ROWS
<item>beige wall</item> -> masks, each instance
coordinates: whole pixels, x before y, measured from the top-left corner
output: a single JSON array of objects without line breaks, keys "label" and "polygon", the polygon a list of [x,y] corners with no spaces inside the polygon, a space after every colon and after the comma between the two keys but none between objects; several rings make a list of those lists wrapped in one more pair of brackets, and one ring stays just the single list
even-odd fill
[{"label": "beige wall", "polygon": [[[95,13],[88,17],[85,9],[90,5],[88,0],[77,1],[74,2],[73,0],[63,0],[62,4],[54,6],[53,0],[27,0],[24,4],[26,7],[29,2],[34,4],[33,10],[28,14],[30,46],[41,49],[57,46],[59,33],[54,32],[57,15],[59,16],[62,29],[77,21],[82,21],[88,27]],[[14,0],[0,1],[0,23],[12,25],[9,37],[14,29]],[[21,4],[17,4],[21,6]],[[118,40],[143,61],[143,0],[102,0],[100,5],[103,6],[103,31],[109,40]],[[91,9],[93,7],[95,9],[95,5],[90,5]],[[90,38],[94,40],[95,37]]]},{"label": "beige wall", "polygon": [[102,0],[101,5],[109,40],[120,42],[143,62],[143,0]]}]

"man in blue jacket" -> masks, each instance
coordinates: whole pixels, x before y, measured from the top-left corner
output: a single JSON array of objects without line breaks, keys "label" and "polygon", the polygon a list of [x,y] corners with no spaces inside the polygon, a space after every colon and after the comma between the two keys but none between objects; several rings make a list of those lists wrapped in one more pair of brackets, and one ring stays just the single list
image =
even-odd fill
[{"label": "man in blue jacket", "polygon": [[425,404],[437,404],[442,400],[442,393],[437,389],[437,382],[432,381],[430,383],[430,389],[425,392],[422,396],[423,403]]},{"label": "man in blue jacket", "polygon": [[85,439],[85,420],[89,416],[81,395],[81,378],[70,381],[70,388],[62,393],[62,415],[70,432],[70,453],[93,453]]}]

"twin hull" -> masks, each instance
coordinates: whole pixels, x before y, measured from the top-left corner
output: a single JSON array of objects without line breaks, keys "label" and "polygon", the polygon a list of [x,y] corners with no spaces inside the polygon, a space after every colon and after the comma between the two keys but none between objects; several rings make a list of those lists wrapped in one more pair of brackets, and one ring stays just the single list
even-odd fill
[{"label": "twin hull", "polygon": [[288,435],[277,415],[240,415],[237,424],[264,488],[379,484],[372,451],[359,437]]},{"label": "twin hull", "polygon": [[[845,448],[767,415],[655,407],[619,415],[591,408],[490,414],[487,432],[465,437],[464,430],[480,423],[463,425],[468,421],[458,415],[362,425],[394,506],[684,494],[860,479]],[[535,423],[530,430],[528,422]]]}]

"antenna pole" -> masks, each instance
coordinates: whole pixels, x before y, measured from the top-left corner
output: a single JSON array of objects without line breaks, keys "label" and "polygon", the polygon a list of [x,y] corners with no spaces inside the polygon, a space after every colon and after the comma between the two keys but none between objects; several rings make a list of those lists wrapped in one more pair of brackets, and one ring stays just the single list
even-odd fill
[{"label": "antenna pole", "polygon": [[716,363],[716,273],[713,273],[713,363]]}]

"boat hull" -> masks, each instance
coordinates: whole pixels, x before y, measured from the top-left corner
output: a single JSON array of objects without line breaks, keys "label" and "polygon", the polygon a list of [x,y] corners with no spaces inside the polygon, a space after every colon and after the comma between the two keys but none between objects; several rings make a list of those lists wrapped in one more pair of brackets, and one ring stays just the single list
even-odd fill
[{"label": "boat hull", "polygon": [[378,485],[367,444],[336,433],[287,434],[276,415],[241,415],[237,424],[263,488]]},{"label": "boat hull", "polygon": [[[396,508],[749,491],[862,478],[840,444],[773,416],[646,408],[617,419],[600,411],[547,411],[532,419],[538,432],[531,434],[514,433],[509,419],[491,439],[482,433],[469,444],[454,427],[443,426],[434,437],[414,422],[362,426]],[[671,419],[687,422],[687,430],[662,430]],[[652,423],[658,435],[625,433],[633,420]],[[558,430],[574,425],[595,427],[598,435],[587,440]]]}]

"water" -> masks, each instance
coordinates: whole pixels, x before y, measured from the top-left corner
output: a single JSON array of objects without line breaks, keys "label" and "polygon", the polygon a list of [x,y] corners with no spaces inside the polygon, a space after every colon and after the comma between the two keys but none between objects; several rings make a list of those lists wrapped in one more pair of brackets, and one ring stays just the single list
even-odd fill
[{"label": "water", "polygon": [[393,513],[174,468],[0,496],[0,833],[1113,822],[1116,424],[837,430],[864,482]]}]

WORK REQUIRED
Copy out the full material exactly as it appears.

FINAL RESULT
<item>beige wall</item> -> masks, each instance
coordinates: whole pixels, x before y, measured from the top-left corner
output: a single JSON array of objects without line breaks, keys "label" and "polygon", the polygon a list of [x,y] corners with no spaces inside the polygon, a space after every colon and after the comma between the two keys but none between objects; several rings make a list of those lists wrapped in one more pair of brackets, and one ring stays just the single list
even-odd fill
[{"label": "beige wall", "polygon": [[[95,13],[88,17],[85,9],[90,5],[88,0],[77,1],[74,2],[73,0],[63,0],[62,4],[54,6],[53,0],[27,0],[24,4],[26,7],[29,2],[34,4],[33,10],[28,14],[30,46],[41,49],[57,46],[59,33],[54,32],[57,15],[59,16],[62,29],[77,21],[82,21],[88,27]],[[14,0],[0,1],[0,23],[12,25],[9,37],[14,29]],[[21,4],[17,4],[21,6]],[[118,40],[143,61],[143,0],[102,0],[100,5],[103,6],[103,31],[109,40]],[[91,9],[93,7],[95,9],[95,5],[90,5]],[[90,38],[94,40],[95,37]]]},{"label": "beige wall", "polygon": [[102,0],[101,5],[109,40],[120,42],[143,62],[143,0]]}]

"man in blue jacket" -> masks, each instance
coordinates: whole pixels, x before y, measured from the top-left corner
output: a single JSON array of objects without line breaks, keys "label" and "polygon", the polygon a list of [x,y] corners with no spaces inside the polygon, a space after every colon and after the comma between the two keys but none between objects; several rings make a list of those lists wrapped in one more pair of brackets, and one ring stays just the single list
image =
even-odd fill
[{"label": "man in blue jacket", "polygon": [[425,404],[437,404],[442,400],[442,393],[437,389],[437,382],[432,381],[430,383],[430,389],[425,392],[422,396],[423,403]]},{"label": "man in blue jacket", "polygon": [[85,439],[85,420],[89,416],[81,395],[81,378],[70,381],[70,388],[62,393],[62,415],[70,432],[70,453],[93,453]]}]

"twin hull" -> masks, each instance
coordinates: whole pixels, x before y, measured from the top-left corner
output: a single JSON array of objects without line breaks, keys "label" and "polygon", the polygon a list of [x,y] corners with no spaces inside the polygon, a space after every colon and after the comma between the two keys but none between objects; several rings make a list of those lists wrapped in one more pair of brackets, and one ring stays just the single list
even-odd fill
[{"label": "twin hull", "polygon": [[288,435],[277,415],[240,415],[237,424],[264,488],[379,484],[372,451],[359,437]]},{"label": "twin hull", "polygon": [[[845,448],[767,415],[655,407],[619,415],[591,408],[490,414],[487,432],[465,437],[464,430],[480,423],[463,425],[468,421],[458,415],[362,425],[394,506],[684,494],[860,479]],[[535,423],[530,430],[528,422]]]}]

"antenna pole" -> masks, each instance
coordinates: whole pixels, x before y, measured from the top-left corner
output: a single JSON array of objects without line breaks, keys "label" and "polygon", the polygon a list of [x,y] corners with no spaces inside the polygon, a space after every colon and after the comma between the two keys but none between objects; several rings make a list of those lists wrapped in one more pair of brackets, and one ring stays just the single list
even-odd fill
[{"label": "antenna pole", "polygon": [[716,363],[716,273],[713,273],[713,363]]}]

"boat hull" -> masks, each instance
coordinates: whole pixels, x before y, measured from the top-left corner
output: a single JSON array of objects without line breaks, keys "label" and "polygon", the polygon a list of [x,y] corners with no spaces inside the polygon, a space after every colon and after the comma between the two keys but none between objects; several rings make a list of those lists wrapped in one more pair of brackets, and one ring stays just the single list
even-odd fill
[{"label": "boat hull", "polygon": [[378,485],[367,444],[336,433],[287,434],[276,415],[241,415],[237,424],[263,488]]},{"label": "boat hull", "polygon": [[[396,508],[749,491],[862,478],[840,444],[773,416],[646,408],[617,419],[600,411],[547,411],[532,419],[538,432],[531,434],[514,433],[509,419],[491,439],[482,433],[469,444],[454,427],[443,426],[434,437],[414,422],[362,426]],[[671,419],[687,422],[687,430],[662,430]],[[652,423],[658,435],[625,433],[633,420]],[[558,430],[574,425],[595,427],[598,435],[587,440]]]}]

"water" -> masks, each instance
coordinates: whole pixels, x before y, measured from the top-left corner
output: a single JSON array of objects without line breaks, keys "label" and "polygon", the polygon a list of [x,y] corners with no spaces inside the polygon, a space after every colon and after the comma between the two keys but none between objects; several rings make a list of those lists wrapped in one more pair of brackets, and one ring stays just the single list
even-odd fill
[{"label": "water", "polygon": [[393,513],[174,468],[0,496],[0,833],[1113,822],[1116,424],[837,430],[864,482]]}]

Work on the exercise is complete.